◆ Task brief
Copy out the records below, switching every "keypoint" to "marker" and leaving everything else unchanged.
━━━━━━━━
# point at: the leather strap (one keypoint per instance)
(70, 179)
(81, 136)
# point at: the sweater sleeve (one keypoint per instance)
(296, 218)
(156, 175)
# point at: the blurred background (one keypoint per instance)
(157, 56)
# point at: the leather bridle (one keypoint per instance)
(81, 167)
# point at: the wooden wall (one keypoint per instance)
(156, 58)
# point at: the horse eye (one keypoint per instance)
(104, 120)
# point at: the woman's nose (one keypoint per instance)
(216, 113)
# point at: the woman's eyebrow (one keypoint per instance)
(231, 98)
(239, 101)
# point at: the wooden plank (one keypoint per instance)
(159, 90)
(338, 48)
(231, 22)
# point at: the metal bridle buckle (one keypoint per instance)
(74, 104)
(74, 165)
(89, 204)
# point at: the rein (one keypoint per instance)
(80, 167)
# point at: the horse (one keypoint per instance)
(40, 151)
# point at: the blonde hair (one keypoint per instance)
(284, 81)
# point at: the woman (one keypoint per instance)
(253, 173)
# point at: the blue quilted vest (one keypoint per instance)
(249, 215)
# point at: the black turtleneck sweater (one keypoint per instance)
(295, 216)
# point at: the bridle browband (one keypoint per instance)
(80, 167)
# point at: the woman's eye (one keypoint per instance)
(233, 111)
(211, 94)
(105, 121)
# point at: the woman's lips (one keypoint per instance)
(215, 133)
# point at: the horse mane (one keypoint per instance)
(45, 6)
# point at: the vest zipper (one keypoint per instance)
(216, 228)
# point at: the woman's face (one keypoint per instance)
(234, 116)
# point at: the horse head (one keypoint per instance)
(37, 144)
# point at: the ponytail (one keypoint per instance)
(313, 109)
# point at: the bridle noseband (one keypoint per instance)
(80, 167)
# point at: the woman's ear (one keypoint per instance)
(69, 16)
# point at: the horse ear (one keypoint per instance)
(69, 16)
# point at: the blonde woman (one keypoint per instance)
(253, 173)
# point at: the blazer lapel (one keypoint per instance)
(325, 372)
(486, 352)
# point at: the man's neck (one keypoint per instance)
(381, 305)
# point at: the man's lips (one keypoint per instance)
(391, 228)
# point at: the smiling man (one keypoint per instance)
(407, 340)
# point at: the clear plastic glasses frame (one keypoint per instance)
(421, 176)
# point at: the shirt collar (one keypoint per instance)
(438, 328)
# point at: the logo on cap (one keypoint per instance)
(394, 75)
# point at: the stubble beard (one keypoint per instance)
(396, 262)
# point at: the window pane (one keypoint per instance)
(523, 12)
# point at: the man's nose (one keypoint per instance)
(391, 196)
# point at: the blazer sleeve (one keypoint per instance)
━━━━━━━━
◆ Answer
# point at: the leather strap (one marker per instance)
(70, 179)
(81, 136)
# point at: the sweater sleeve (one marker per instance)
(296, 218)
(156, 175)
# point at: the blurred background (one marker per instance)
(157, 56)
# point at: the leather bridle (one marker per instance)
(81, 167)
# point at: the wooden wall (one marker per instance)
(156, 58)
# point at: the horse eye (one marker per instance)
(104, 120)
# point at: the woman's nose (one marker per instance)
(216, 113)
# point at: the woman's eyebrow (one marker per instance)
(231, 98)
(239, 101)
# point at: the wooden plank (one marker per instance)
(159, 90)
(338, 48)
(231, 22)
# point at: the metal bridle buckle (one marker per instance)
(74, 104)
(74, 165)
(89, 204)
# point at: the rein (one marker per instance)
(80, 167)
# point at: the horse (one marker per instance)
(40, 151)
# point at: the blonde hair (one marker per instance)
(284, 81)
# point at: the woman (one marker per instance)
(253, 173)
# point at: the blue quilted vest (one marker per instance)
(249, 215)
# point at: the black turtleneck sweater (one marker per instance)
(295, 216)
# point at: the bridle browband (one marker per instance)
(80, 167)
# point at: the woman's eye (one marker per instance)
(233, 111)
(211, 94)
(105, 121)
# point at: the woman's lips (one marker per instance)
(215, 133)
# point at: the horse mane (one marker per instance)
(45, 6)
# point at: the vest zipper (one marker per instance)
(216, 228)
# point at: the woman's face (one marker per instance)
(234, 116)
# point at: the horse head (one marker per instance)
(37, 144)
# point at: the ponytail (one marker per instance)
(313, 109)
# point at: the bridle noseband (one marker per instance)
(80, 167)
# point at: the woman's ear (one marker per instance)
(69, 16)
# point at: the horse ear (one marker per instance)
(69, 16)
# point at: the blonde woman (one marker per instance)
(253, 173)
# point at: the blazer lapel (one marker per instance)
(325, 372)
(486, 352)
# point at: the man's neck (one marker per instance)
(381, 305)
# point at: the man's lips (one marker per instance)
(391, 228)
# point at: the smiling man (one marker per instance)
(407, 340)
# point at: the clear plastic glasses frame (one marker per instance)
(421, 176)
# point at: the shirt collar (one marker per instance)
(438, 328)
# point at: the logo on cap (one marker per instance)
(394, 75)
# point at: the stubble beard (one marker per instance)
(396, 262)
# point at: the window pane (one marker per instance)
(523, 12)
# point at: the man's nose (one marker per instance)
(391, 196)
# point at: the blazer sleeve (one marker per instance)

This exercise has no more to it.